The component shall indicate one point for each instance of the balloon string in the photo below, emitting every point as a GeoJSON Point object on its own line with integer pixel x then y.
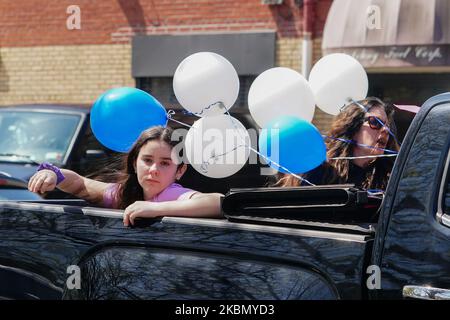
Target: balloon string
{"type": "Point", "coordinates": [363, 157]}
{"type": "Point", "coordinates": [170, 114]}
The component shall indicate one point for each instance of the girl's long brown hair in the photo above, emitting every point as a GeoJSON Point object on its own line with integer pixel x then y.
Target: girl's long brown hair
{"type": "Point", "coordinates": [345, 126]}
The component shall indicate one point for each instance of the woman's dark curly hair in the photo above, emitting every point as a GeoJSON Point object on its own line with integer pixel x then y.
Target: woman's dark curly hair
{"type": "Point", "coordinates": [345, 125]}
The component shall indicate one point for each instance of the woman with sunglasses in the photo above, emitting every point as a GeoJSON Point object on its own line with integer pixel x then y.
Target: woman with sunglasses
{"type": "Point", "coordinates": [363, 130]}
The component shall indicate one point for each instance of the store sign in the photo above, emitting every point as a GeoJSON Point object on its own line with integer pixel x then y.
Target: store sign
{"type": "Point", "coordinates": [400, 56]}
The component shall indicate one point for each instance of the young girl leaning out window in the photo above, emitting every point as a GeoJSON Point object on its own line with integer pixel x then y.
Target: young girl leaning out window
{"type": "Point", "coordinates": [146, 187]}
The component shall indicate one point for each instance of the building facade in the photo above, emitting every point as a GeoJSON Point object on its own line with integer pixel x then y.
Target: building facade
{"type": "Point", "coordinates": [66, 51]}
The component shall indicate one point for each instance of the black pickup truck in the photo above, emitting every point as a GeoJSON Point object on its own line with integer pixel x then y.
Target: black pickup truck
{"type": "Point", "coordinates": [328, 242]}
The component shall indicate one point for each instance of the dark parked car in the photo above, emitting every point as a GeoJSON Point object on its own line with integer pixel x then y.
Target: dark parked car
{"type": "Point", "coordinates": [60, 134]}
{"type": "Point", "coordinates": [327, 242]}
{"type": "Point", "coordinates": [15, 189]}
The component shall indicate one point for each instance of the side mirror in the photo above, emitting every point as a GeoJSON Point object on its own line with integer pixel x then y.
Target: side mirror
{"type": "Point", "coordinates": [95, 154]}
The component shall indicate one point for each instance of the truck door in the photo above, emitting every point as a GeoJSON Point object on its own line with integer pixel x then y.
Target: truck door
{"type": "Point", "coordinates": [412, 247]}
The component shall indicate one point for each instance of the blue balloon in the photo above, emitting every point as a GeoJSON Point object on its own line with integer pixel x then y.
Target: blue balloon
{"type": "Point", "coordinates": [120, 115]}
{"type": "Point", "coordinates": [293, 143]}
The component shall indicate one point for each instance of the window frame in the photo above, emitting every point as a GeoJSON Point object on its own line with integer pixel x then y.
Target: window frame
{"type": "Point", "coordinates": [441, 216]}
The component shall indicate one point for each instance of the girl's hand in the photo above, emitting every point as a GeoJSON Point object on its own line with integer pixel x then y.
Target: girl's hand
{"type": "Point", "coordinates": [42, 181]}
{"type": "Point", "coordinates": [143, 209]}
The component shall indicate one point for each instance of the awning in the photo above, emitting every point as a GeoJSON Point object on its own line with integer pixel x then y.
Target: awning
{"type": "Point", "coordinates": [390, 33]}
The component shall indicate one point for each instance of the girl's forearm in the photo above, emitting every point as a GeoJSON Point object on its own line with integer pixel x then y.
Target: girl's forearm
{"type": "Point", "coordinates": [82, 187]}
{"type": "Point", "coordinates": [204, 206]}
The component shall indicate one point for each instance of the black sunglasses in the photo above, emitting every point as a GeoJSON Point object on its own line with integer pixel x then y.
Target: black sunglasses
{"type": "Point", "coordinates": [375, 123]}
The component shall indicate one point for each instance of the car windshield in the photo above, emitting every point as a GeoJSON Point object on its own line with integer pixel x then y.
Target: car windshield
{"type": "Point", "coordinates": [36, 136]}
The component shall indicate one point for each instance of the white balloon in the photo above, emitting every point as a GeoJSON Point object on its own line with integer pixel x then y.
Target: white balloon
{"type": "Point", "coordinates": [215, 148]}
{"type": "Point", "coordinates": [204, 81]}
{"type": "Point", "coordinates": [335, 79]}
{"type": "Point", "coordinates": [278, 92]}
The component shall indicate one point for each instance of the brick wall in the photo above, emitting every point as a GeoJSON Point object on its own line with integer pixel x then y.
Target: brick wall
{"type": "Point", "coordinates": [65, 74]}
{"type": "Point", "coordinates": [42, 61]}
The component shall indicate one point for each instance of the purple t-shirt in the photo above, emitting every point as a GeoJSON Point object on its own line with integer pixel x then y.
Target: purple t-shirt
{"type": "Point", "coordinates": [171, 193]}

________________________________________

**TASK OBJECTIVE:**
Retype all of the lines above word for word, leaving out the picture.

**THE RESPONSE:**
The component shall indicate one point for each instance of the balloon string in the photo below, emitting every point as a GeoJSON Point object on its own line with integer pixel x then y.
Target: balloon string
{"type": "Point", "coordinates": [363, 157]}
{"type": "Point", "coordinates": [170, 114]}
The component shall indicate one point for each instance of the girl's long brown hair in the photo above, emitting every point as a GeoJSON Point object on its own line with integer pixel x then y.
Target: girl's long brown hair
{"type": "Point", "coordinates": [345, 126]}
The component shall indicate one point for each instance of the woman's dark curly hair in the photo above, emitting every point as a GeoJSON Point object on its own line with integer pixel x then y.
Target: woman's dark curly hair
{"type": "Point", "coordinates": [345, 125]}
The component shall indicate one point for each instance of the woman with sunglasses in the photo above, emitting every point as a GeoJSON Point object on its own line with integer pixel x then y.
Target: woman with sunglasses
{"type": "Point", "coordinates": [363, 130]}
The component shall indicate one point for each instance of the store sign in the photo above, emitting every point as a GeoJSON Point object on its own line with integer pixel x then y.
Target: store sign
{"type": "Point", "coordinates": [400, 56]}
The component shall indicate one point for each instance of the young girl leaning out window in the photo above, emitting every point as a GeoJSON Point object on its own line with integer pixel x then y.
Target: young girl leaning out window
{"type": "Point", "coordinates": [146, 187]}
The component shall indicate one point for each instance of the building facade in the photo above, emitting every point as a GeoJSON Point object on its own line with integer pixel x then y.
Target: building facade
{"type": "Point", "coordinates": [66, 51]}
The component shall indicate one point for each instance of the black pickup truck in the photo above, emitting every point as a GeoJSON Point object on its own line with integer pixel x then y.
Target: black pickup truck
{"type": "Point", "coordinates": [328, 242]}
The component shall indicate one point for each instance of the dark parked car in the photo above, emitting every point as a GeoJSON Point object on its own line with integer pixel x then y.
Target: dark parked car
{"type": "Point", "coordinates": [60, 134]}
{"type": "Point", "coordinates": [327, 242]}
{"type": "Point", "coordinates": [15, 189]}
The component shall indicate one point for each instance of the side mirror in the photo above, emitting every point as a GeoJSON Point object on its own line with integer pixel x then y.
Target: side mirror
{"type": "Point", "coordinates": [95, 154]}
The component shall indicate one point for each instance of the truck door in the photo above, emitting every point as a GeoJSON Point object on its own line with integer pixel x then y.
Target: truck door
{"type": "Point", "coordinates": [412, 247]}
The component shall indicate one point for each instance of the blue balloon in the photo above, emitting every point as a GeoJSON Point object on its own line with integer pixel x then y.
Target: blue balloon
{"type": "Point", "coordinates": [120, 115]}
{"type": "Point", "coordinates": [293, 143]}
The component shall indicate one point for each instance of the window frame in the photo above, emitting every point as a GeoJSON Point object on its own line with integer pixel x then y.
Target: window frame
{"type": "Point", "coordinates": [441, 216]}
The component shall indicate one point for each instance of the girl's hand in the photo above, emitting every point as a GeoJSON Point object on its own line with integer pixel x then y.
Target: girl's hand
{"type": "Point", "coordinates": [42, 181]}
{"type": "Point", "coordinates": [143, 209]}
The component shall indicate one point for each instance of the awning in the photo above, emitting every point as a GeoJSON Point object on its own line with integer pixel x then y.
Target: awning
{"type": "Point", "coordinates": [390, 33]}
The component shall indicate one point for each instance of the girl's forearm in the photo above, emitting every point as a GeoJSON Point object on its own line with integer pixel x then y.
Target: girl's forearm
{"type": "Point", "coordinates": [82, 187]}
{"type": "Point", "coordinates": [204, 206]}
The component shall indicate one point for each instance of the black sunglasses in the photo above, emitting every point as a GeoJSON Point object on its own line with integer pixel x then y.
Target: black sunglasses
{"type": "Point", "coordinates": [375, 123]}
The component shall indicate one point for each instance of the car windshield in the photo above, emitting every point as a GeoJSON Point object on its own line with integer pixel x then y.
Target: car windshield
{"type": "Point", "coordinates": [36, 136]}
The component shall indicate one point for each instance of the white balloon in the photo above, emitting every point as a GeoJSON Point object on its own line with integer pixel x then y.
Target: white balloon
{"type": "Point", "coordinates": [215, 148]}
{"type": "Point", "coordinates": [204, 81]}
{"type": "Point", "coordinates": [335, 79]}
{"type": "Point", "coordinates": [278, 92]}
The component shall indicate one point for each instance of the brick wall in the photo above, emitting every point as a GeoJSON Point object on its own line with integer pixel x then y.
Target: brick wall
{"type": "Point", "coordinates": [65, 74]}
{"type": "Point", "coordinates": [42, 61]}
The component shall indicate one point for each instance of the purple t-shirt in the photo above, emitting every point as a GeoJSON Point object on its own line with integer pixel x then y.
Target: purple t-shirt
{"type": "Point", "coordinates": [171, 193]}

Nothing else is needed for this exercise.